# [抜粋した文章]

-.-.-

そうだ、今日は休刊日だったのだ、と気が付く
時、自分はうかつだと思う。

ビフィズス錠を食べようと口に持って
いく途中で落ち、それがテーブルの横の
椅子のアームに当たって、まったく奇跡的な
ことにテーブルに戻った。

この間、きわめて短い時間だったにも
かかわらず、「あーっ、ビフィズス錠が落ちた、
あの方向に落ちたということは、
床に落ちるから、探さなければ
ならない、オレはめんどくさがりだから、
ひょっとしたら探さないかもしれない、
長い間放置されたビフィズス錠は、一体
どうなってしまうのだろうか」
というような思考が流れる。
危機の時、stream of consciousness の中で
時間の流れが遅く感じられるというのは、
まさにこのことだ、と思う。

もっとも、ビフィズス錠の危機だから、
大した危機ではない。

-.-.-

# [利用できるデータ]
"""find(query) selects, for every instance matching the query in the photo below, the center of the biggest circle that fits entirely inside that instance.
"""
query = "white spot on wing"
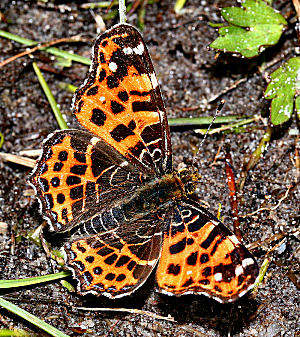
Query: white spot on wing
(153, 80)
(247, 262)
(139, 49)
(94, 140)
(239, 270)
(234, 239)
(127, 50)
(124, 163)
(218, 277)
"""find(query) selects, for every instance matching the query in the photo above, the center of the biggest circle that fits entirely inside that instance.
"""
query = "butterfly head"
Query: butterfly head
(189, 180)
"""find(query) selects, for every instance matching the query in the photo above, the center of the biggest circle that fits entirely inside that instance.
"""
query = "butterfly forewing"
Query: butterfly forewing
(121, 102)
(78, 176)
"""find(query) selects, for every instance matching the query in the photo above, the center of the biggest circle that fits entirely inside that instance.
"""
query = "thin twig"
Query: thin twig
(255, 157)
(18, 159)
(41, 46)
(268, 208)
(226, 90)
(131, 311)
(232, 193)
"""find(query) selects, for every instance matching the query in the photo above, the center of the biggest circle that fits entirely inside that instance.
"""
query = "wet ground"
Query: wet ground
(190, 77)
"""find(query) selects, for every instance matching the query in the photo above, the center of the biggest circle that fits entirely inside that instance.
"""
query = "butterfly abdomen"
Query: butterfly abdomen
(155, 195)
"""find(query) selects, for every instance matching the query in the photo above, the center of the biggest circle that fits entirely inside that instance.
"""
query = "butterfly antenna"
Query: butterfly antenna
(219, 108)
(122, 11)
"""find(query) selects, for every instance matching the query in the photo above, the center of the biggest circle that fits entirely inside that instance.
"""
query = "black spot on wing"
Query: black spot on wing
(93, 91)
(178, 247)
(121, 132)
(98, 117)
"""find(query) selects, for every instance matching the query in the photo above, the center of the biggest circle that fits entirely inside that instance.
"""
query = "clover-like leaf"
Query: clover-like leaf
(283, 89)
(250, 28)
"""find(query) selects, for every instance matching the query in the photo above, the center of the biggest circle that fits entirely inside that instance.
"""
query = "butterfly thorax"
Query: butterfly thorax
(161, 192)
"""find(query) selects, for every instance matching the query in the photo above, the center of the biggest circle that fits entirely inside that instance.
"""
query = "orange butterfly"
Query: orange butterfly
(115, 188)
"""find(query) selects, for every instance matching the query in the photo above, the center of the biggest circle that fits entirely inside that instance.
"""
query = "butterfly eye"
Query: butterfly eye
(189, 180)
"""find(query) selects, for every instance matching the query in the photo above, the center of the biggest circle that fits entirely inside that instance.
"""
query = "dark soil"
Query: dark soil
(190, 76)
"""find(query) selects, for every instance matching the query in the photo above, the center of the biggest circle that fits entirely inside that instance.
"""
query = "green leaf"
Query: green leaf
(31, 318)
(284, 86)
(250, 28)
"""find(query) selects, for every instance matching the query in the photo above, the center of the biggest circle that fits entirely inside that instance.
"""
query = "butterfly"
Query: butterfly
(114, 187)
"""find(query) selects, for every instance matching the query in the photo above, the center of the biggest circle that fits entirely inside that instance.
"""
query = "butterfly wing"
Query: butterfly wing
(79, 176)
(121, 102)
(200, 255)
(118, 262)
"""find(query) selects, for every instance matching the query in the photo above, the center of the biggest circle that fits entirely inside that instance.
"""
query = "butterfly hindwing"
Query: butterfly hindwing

-.-.-

# [取り組む課題]
A) 次の(i)〜(iii)がビフィズス錠の文章の内容と合っているかどうかを、それぞれ「はい」か「いいえ」で答えよ。判断の決め手となる本文の語句をそのまま引用して添えること。
(i) 落としたビフィズス錠は、最後には床に転がった。
(ii) 書き手は自分のことをめんどくさがりだと思っている。
(iii) 書き手は、ビフィズス錠の危機をたいした危機ではないと述べている。
B) ビフィズス錠の文章の最後の文の後に、続きを書き足せ。

# [番号別の解答]
A)
(i) いいえ。「まったく奇跡的なことにテーブルに戻った」
(ii) はい。「オレはめんどくさがりだから」
(iii) はい。「大した危機ではない」

B)
「時間の流れが遅く感じる」というのは、
おそらくは記憶の刻みが細かくなるからで、
後付けの記憶の目盛りが、あたかも時間的に
さかのぼって時間の流れの知覚に影響を
与えるかのような構造をしている。
こんな小さなところにも、意識の科学の
ネタが転がっている。

コンビニに行って、食料と雑誌類などを
買い、また別の店に行って、飲み物を買って、
ふらふら歩いていた。

家に帰って、雑誌類などが入った袋が
そのまま一つなくなっていることに
気が付いた。
記憶の中で、
歩いていた経路を振り返ってみると、
どうも、最初のコンビニに置いてきたとしか
思えない。

面倒だったが、戻ったら案の定あった。

つまり、「手に袋を持っている感触が
ある」ということで
私の認知プロセスは満足してしまって
いて、「二つの袋がなければならない」
ということを認識していなかったのである。
店員さんが袋詰めしている間、私は
あらぬ方を見てぼうっとしていたのであろう。

さかのぼれば、
おつりの千円も損してしまった。
おつりをもらうと何時も私は手にくしゃっと
もって何気なくポケットに突っ込んで歩き出すが、
はっと気が付くと、千円足りなかった。

これは全く私が悪いのであって、
というのも、私の机の上には、小銭が山のように
おいてある。
買い物をするときに、小銭をだすのが面倒で、
どんどん溜まっていくのである。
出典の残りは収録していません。